Input data –
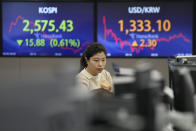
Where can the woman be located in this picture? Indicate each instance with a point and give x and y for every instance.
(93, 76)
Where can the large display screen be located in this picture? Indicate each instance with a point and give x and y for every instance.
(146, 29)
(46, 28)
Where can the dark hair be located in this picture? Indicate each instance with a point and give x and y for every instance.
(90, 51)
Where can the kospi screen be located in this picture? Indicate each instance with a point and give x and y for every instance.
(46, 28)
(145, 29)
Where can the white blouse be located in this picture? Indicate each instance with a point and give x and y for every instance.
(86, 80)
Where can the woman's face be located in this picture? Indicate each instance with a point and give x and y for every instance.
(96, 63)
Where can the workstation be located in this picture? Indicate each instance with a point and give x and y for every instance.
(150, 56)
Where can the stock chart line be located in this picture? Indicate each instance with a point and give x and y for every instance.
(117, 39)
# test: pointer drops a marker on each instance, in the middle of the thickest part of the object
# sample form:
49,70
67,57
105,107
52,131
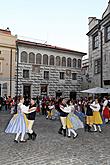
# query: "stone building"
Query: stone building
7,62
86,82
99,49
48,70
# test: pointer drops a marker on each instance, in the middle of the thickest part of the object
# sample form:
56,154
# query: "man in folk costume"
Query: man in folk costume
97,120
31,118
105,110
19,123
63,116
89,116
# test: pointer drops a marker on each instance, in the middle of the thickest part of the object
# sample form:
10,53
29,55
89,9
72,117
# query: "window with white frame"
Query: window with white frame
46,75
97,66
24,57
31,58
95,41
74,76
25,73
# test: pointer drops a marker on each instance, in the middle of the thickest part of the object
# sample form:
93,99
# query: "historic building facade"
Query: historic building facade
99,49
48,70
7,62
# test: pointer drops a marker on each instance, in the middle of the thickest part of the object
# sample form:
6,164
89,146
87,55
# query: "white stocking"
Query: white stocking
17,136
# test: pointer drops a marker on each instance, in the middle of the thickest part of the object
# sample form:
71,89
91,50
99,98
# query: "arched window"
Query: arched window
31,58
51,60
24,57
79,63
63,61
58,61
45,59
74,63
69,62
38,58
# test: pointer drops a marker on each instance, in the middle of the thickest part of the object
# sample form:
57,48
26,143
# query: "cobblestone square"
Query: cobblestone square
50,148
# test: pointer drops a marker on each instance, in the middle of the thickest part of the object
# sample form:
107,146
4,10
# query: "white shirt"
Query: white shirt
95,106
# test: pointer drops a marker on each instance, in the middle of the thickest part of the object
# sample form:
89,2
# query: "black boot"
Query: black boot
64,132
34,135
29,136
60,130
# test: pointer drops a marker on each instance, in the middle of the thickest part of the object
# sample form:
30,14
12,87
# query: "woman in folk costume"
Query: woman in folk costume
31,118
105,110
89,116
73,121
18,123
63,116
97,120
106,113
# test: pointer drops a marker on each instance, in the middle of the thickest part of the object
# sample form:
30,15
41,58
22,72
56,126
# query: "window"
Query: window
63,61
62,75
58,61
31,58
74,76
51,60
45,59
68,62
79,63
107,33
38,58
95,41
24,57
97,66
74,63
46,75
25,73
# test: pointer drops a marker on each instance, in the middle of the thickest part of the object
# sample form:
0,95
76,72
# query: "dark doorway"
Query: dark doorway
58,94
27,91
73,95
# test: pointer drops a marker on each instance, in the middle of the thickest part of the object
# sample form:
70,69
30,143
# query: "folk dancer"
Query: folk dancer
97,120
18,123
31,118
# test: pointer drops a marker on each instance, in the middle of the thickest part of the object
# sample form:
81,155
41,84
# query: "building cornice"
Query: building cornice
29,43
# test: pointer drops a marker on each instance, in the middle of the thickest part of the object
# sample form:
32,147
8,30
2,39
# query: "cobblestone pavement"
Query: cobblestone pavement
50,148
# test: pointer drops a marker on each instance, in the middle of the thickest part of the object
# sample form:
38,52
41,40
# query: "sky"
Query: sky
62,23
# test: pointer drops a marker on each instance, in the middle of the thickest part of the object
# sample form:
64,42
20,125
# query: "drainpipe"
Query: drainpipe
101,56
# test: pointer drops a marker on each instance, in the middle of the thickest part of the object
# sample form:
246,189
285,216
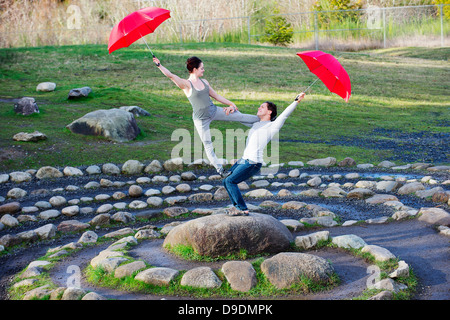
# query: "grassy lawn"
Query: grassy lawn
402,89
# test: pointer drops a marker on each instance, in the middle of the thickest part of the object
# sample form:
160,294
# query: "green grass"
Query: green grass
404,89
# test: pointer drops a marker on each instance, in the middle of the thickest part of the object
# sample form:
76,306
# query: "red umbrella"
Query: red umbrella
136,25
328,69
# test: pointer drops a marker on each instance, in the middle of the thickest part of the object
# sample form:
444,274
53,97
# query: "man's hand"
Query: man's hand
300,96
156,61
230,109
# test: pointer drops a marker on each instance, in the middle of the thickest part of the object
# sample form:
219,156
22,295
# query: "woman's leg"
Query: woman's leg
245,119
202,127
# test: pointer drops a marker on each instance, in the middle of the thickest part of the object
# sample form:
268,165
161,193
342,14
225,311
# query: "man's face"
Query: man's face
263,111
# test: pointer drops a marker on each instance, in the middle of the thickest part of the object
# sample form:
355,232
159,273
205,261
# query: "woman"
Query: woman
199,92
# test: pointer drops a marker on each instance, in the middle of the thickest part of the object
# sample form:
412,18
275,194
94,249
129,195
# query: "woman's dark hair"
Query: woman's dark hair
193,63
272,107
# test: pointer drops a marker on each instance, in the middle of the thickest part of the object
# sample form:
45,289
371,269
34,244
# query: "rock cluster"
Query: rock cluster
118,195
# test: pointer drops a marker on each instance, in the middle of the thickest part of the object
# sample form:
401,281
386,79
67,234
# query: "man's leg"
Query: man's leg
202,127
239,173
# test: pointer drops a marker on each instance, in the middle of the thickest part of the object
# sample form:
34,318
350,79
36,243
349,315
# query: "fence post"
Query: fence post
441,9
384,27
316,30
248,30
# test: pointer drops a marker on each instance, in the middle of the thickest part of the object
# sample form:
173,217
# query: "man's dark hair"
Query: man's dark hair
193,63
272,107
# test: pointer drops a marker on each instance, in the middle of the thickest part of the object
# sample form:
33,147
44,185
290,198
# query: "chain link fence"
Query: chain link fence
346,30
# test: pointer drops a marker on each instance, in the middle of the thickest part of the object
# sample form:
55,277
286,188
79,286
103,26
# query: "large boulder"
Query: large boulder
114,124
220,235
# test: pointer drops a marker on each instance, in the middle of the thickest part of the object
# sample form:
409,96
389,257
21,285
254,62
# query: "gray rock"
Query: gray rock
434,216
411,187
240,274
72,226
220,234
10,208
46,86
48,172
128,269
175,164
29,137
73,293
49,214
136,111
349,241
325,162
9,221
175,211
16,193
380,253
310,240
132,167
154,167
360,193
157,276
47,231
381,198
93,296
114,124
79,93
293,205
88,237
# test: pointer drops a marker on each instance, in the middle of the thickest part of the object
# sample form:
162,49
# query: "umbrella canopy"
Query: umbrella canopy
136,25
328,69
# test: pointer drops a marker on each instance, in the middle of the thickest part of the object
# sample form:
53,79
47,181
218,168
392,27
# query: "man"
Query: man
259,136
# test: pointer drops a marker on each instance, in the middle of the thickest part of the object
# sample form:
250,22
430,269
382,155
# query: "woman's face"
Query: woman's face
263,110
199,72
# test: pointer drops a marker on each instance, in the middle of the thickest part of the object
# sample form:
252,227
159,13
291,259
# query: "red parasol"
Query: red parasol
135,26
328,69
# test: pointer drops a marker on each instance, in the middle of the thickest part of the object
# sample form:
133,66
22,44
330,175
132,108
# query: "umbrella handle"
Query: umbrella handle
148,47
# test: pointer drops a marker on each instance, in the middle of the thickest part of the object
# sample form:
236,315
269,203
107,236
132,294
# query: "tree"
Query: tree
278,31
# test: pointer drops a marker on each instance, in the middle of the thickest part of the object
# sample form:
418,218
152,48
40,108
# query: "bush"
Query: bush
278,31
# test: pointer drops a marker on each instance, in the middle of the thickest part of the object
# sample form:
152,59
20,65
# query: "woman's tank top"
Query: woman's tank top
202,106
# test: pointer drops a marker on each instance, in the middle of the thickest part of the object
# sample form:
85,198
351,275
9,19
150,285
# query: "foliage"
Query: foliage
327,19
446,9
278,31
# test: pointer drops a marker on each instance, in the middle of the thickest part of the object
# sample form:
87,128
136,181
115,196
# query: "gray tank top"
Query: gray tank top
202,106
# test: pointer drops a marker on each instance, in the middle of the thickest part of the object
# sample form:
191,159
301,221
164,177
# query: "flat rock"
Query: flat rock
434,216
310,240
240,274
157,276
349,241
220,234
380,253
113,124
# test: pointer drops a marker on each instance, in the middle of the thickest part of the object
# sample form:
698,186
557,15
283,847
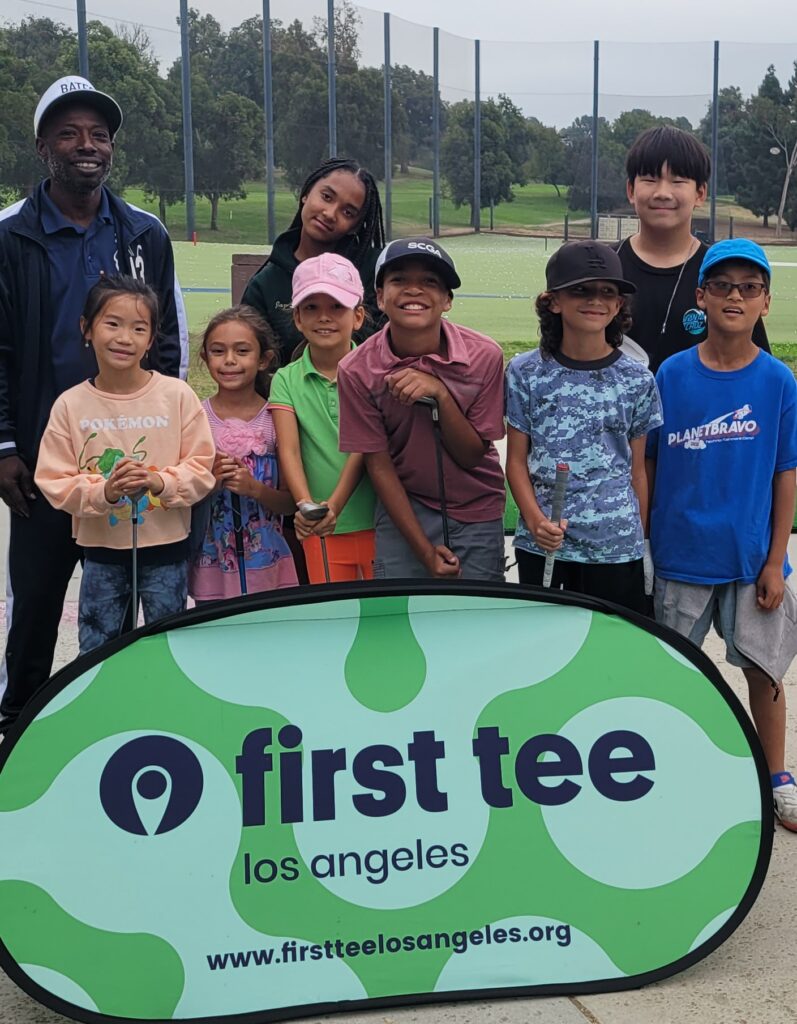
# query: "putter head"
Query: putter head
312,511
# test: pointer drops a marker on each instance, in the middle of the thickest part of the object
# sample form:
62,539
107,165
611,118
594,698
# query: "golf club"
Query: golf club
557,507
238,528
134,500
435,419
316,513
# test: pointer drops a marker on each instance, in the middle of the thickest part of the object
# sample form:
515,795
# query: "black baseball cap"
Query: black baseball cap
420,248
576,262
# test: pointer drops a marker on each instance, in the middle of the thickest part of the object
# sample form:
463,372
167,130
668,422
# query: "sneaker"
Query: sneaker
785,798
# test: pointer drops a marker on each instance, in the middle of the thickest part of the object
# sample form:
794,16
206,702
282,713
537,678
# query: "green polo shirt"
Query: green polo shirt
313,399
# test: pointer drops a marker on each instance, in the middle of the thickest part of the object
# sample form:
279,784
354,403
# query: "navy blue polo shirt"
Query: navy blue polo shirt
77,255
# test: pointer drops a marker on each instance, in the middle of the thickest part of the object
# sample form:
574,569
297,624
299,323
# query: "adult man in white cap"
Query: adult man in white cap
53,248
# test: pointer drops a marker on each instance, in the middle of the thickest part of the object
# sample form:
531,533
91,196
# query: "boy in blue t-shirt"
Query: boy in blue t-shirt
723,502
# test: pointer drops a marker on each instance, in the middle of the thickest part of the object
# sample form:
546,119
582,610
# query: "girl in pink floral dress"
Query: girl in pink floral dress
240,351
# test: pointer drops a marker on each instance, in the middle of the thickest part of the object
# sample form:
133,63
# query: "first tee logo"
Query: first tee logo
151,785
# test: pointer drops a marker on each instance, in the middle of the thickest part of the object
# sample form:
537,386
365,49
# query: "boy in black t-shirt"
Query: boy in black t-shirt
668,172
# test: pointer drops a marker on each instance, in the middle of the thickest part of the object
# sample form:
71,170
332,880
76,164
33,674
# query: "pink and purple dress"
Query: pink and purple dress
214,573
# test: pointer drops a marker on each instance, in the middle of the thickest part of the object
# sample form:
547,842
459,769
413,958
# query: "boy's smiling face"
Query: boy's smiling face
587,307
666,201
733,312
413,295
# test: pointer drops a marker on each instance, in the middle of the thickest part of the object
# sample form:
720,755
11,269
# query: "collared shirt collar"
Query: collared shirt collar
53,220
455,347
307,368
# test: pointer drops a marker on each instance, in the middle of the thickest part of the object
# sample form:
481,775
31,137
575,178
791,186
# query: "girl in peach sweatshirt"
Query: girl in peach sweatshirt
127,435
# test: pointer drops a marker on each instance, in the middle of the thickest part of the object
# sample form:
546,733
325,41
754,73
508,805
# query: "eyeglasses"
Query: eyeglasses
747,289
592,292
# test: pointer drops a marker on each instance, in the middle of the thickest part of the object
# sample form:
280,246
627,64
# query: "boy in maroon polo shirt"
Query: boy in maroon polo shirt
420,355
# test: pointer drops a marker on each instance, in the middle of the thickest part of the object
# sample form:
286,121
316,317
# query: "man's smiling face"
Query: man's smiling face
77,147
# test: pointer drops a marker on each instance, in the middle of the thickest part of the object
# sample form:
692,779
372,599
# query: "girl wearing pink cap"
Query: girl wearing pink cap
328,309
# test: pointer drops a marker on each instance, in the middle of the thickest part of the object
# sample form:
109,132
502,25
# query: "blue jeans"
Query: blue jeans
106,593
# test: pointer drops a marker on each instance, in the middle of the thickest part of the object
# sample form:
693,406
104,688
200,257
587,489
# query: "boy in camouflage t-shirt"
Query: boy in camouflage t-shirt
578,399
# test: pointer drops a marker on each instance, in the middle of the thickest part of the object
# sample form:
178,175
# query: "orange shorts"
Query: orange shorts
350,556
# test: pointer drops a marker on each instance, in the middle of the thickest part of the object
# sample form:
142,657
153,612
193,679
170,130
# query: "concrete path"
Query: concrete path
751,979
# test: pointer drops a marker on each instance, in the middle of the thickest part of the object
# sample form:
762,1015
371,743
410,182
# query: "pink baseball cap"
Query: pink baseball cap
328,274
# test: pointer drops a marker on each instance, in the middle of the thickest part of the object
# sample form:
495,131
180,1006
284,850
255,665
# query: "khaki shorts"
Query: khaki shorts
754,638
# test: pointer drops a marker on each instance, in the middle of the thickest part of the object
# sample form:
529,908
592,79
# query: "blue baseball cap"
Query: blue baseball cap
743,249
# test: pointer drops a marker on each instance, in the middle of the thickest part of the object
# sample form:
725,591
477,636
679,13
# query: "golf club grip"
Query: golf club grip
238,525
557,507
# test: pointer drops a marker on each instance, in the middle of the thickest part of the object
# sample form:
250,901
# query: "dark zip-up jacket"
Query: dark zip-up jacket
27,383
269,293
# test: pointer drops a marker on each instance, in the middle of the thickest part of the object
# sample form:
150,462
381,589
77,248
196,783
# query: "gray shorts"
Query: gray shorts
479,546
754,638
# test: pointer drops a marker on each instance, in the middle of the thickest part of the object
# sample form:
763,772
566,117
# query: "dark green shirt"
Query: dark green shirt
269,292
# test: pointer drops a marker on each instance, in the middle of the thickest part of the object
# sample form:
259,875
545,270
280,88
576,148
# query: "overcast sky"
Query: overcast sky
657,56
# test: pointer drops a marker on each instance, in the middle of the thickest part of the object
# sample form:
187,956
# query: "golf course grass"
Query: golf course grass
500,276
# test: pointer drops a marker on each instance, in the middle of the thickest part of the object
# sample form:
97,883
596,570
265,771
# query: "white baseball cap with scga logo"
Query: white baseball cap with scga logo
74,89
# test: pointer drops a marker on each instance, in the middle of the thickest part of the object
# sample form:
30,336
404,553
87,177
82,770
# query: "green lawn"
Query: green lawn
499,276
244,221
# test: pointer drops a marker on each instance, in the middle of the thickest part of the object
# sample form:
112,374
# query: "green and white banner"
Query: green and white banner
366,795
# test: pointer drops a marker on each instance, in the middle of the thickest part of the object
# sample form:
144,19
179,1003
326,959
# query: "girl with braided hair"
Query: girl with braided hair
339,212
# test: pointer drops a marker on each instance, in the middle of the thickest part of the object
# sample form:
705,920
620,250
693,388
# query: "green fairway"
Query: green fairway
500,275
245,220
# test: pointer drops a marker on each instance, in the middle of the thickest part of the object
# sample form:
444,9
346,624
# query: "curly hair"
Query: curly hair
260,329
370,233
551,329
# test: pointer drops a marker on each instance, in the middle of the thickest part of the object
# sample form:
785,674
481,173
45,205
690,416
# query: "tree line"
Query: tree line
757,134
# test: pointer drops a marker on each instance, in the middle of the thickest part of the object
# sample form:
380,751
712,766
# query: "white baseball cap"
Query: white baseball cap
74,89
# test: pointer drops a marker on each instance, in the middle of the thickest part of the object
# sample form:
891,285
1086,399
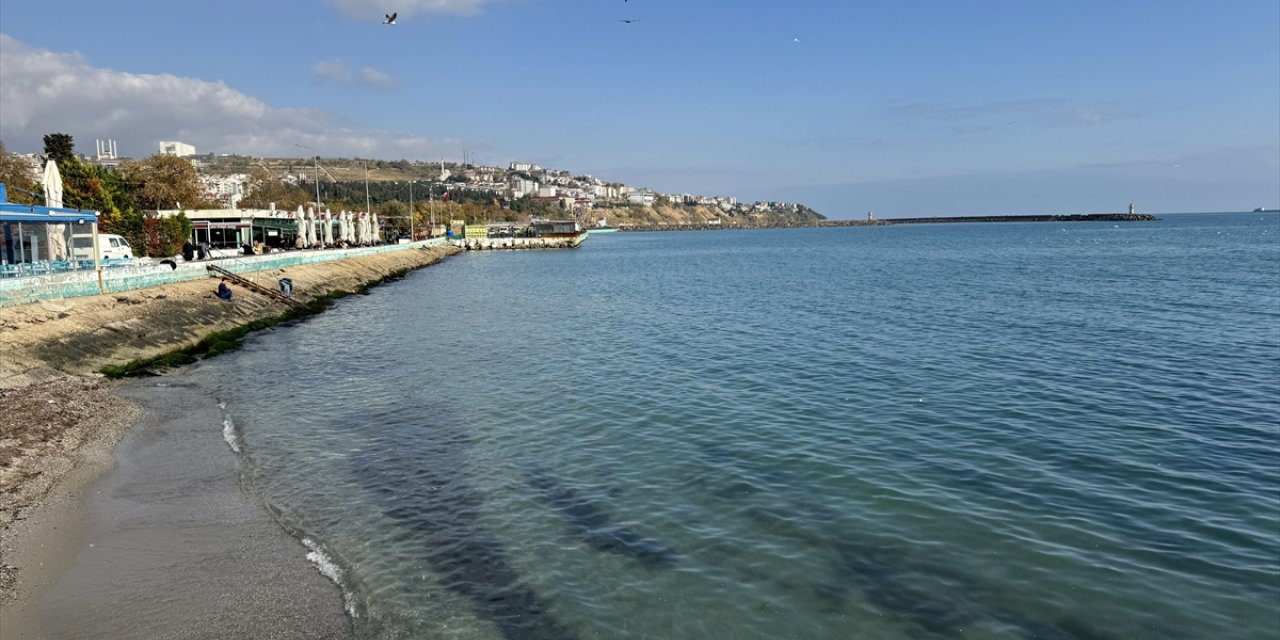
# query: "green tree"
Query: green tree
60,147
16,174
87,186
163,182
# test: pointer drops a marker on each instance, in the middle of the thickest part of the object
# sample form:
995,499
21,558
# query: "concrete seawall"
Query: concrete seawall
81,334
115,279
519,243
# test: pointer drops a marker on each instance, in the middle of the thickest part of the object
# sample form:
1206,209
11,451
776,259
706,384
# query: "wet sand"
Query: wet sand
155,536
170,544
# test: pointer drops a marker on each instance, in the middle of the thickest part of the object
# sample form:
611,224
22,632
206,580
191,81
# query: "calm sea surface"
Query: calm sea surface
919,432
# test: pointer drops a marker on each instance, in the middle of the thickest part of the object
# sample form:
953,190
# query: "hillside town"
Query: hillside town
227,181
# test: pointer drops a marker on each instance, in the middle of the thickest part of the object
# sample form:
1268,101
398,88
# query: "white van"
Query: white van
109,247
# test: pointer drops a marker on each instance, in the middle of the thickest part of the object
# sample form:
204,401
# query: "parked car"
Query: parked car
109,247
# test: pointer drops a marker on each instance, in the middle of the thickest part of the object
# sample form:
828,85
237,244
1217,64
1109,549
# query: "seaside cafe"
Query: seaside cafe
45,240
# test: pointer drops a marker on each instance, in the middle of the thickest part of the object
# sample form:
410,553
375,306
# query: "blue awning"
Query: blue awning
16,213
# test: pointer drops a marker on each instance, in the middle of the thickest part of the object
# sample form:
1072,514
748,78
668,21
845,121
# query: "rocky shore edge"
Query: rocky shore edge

Problem statement –
Please gather every line of the material above that contains the string "baseball" and copy each one in full.

Expected output –
# query: "black baseball cap"
Query: black baseball cap
# query: "pink baseball cap"
Query: pink baseball cap
# query: "blue baseball cap"
Query: blue baseball cap
# query: "white baseball cap with scga logo"
Query: white baseball cap with scga logo
# query: "white baseball cap"
Query: white baseball cap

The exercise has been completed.